[Start of Attachment]

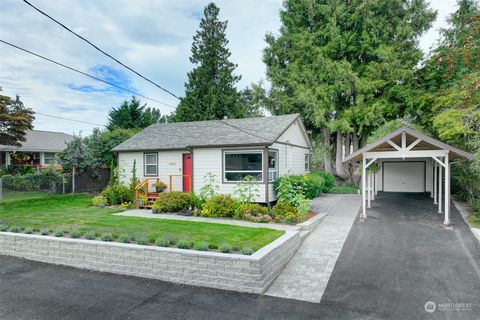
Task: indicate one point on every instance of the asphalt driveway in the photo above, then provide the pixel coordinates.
(390, 266)
(401, 258)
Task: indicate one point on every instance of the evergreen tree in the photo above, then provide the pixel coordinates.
(210, 91)
(345, 66)
(15, 120)
(132, 115)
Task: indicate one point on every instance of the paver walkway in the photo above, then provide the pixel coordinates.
(306, 275)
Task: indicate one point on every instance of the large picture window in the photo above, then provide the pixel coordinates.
(272, 165)
(151, 164)
(239, 164)
(49, 157)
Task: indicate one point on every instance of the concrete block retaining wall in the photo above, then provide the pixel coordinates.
(210, 269)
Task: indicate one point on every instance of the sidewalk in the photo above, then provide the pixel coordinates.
(306, 275)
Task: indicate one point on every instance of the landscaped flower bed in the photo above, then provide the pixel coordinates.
(71, 216)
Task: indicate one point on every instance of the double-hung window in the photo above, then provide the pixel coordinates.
(241, 163)
(49, 157)
(272, 165)
(151, 164)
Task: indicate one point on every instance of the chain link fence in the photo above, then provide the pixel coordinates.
(44, 183)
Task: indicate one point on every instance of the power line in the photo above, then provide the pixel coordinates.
(98, 49)
(68, 119)
(85, 74)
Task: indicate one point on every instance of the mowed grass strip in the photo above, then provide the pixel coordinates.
(69, 212)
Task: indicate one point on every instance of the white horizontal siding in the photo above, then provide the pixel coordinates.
(209, 160)
(169, 163)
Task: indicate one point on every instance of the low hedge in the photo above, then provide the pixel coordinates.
(170, 202)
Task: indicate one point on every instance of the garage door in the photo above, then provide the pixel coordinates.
(404, 176)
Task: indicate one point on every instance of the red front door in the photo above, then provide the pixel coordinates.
(187, 172)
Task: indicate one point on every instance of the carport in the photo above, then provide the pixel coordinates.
(408, 161)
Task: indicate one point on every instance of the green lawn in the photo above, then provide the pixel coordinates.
(70, 212)
(474, 221)
(9, 196)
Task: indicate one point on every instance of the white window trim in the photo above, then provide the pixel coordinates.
(277, 165)
(308, 158)
(256, 151)
(145, 165)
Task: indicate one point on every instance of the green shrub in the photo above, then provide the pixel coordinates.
(89, 235)
(475, 205)
(345, 188)
(142, 240)
(99, 201)
(15, 229)
(28, 230)
(225, 248)
(117, 194)
(162, 242)
(184, 244)
(169, 202)
(107, 236)
(284, 212)
(247, 210)
(246, 251)
(328, 180)
(200, 246)
(310, 186)
(221, 205)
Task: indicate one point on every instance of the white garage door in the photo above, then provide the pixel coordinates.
(404, 176)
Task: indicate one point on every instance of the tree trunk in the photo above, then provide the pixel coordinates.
(355, 142)
(327, 157)
(339, 158)
(347, 144)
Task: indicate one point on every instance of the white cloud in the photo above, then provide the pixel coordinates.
(153, 37)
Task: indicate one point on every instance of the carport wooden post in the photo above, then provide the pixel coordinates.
(364, 169)
(435, 171)
(440, 168)
(369, 189)
(447, 191)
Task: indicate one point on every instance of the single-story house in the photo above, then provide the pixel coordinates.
(408, 161)
(39, 149)
(183, 154)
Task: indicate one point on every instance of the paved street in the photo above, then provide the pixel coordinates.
(402, 257)
(390, 266)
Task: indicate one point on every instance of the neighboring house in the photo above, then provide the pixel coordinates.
(39, 149)
(183, 154)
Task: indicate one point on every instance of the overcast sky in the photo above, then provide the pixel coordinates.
(153, 37)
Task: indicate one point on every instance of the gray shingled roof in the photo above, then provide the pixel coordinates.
(38, 140)
(230, 132)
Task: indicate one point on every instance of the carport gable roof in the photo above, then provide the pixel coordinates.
(424, 143)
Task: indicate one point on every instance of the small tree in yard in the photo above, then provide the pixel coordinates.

[End of Attachment]

TASK DETAILS:
The copy must reproduce every entry exactly while excluding all pictures.

TASK RESULT:
Task: indicate one point on every instance of the asphalt driveway in the photo above, then provide the pixel coordinates.
(390, 266)
(401, 258)
Task: indicate one point on every instance of the evergreen tree in the photo above, then provide the pixel coordinates.
(210, 91)
(345, 66)
(15, 120)
(132, 115)
Task: indicate one point on every instance of the paver walkway in the photo above, then provide the pixel coordinates.
(306, 275)
Task: indicate one point on every instance of the large picture window in the photo above, then provide the pixel coordinates.
(272, 165)
(151, 164)
(239, 164)
(49, 157)
Task: indicate one point on every instance of the concrete block retaining wall in the photo above, then provide the pixel coordinates.
(210, 269)
Task: indicate one point on every instance of the sidewalk in the photo above, then provide the pixel coordinates.
(306, 275)
Task: indicate one point on every instance of the landscaped flower bed in the photo above, then provide the pixel coordinates.
(71, 216)
Task: indicate one point on every instance of the double-hung window in the photo above, then provide the pixel coordinates.
(241, 163)
(49, 157)
(272, 165)
(151, 164)
Task: indicate one point on every instance of the chain link fence in the photo above, then provide the pixel coordinates.
(44, 183)
Task: indicate one point on every instance of the power line in the photo above, then provide the pixel coordinates.
(98, 49)
(68, 119)
(85, 74)
Task: indicate one point on every instance of the mowed grass strip in the photo above, then provide the pixel coordinates.
(69, 212)
Task: indicate one point on every instance of the white horizontal siding in the photo above, then provide the pixel coordinates.
(209, 160)
(169, 163)
Task: indicate one point on every instance of the low hedge in the photo above, then provide the pixel coordinates.
(170, 202)
Task: indicate one point on every instance of the garage door in the photo above, then provide the pixel coordinates.
(404, 176)
Task: indicate one point on every instance of the red front door in the photo above, then provide the pixel coordinates.
(187, 172)
Task: indicate one point on every instance of the carport in the photo above, then provide the pixel coordinates.
(408, 161)
Task: indicate one point on every instance of the green lawn in the photo above, then provide the pixel coordinates.
(70, 212)
(474, 221)
(9, 196)
Task: indicate one point on every instance of the white window trim in the photo above, then provide the pixel coordinates.
(277, 165)
(308, 158)
(256, 151)
(145, 165)
Task: indicate one point on every instance of the green shrub in the photo above, then provide the pixel coordinates.
(89, 235)
(475, 205)
(345, 188)
(142, 240)
(99, 201)
(15, 229)
(28, 230)
(225, 248)
(117, 194)
(162, 242)
(184, 244)
(169, 202)
(107, 236)
(284, 212)
(247, 210)
(246, 251)
(328, 180)
(200, 246)
(310, 186)
(221, 205)
Task: indicate one point on every instance of the white garage door in the photo above, then provide the pixel coordinates.
(404, 176)
Task: indicate one point on every instance of the tree trunk in the photo above, then provide the pixel coordinates.
(355, 142)
(327, 157)
(339, 158)
(347, 144)
Task: indicate one point on every instance of the white cloud in the photo above, then provide the pixel coordinates.
(153, 37)
Task: indicate one point on every instance of the carport wooden post in the photo above, then provide the pixel coordinates.
(364, 169)
(435, 171)
(440, 168)
(369, 189)
(447, 191)
Task: indicate one point on every instance of the single-story house in the photo above, then provide the pixel coordinates.
(408, 161)
(39, 149)
(183, 154)
Task: indicate one point on every instance of the paved street in the photo above, then provide the pixel coordinates.
(402, 257)
(390, 266)
Task: indicate one point on every instance of the neighboring house in the photo above, then provide the pixel coordinates.
(39, 149)
(183, 154)
Task: indicate one point on every instance of the overcast sky in the photo above, then provide the pixel coordinates.
(153, 37)
Task: indicate one point on every instance of the gray shingled roof in the photo above, then provide the pixel coordinates.
(38, 140)
(230, 132)
Task: indicate one point on every instance of the carport gable roof in the photo above, then provide the pixel coordinates.
(424, 143)
Task: indicate one point on every instance of the small tree in yard in the photo above, then provide the pixel coordinates.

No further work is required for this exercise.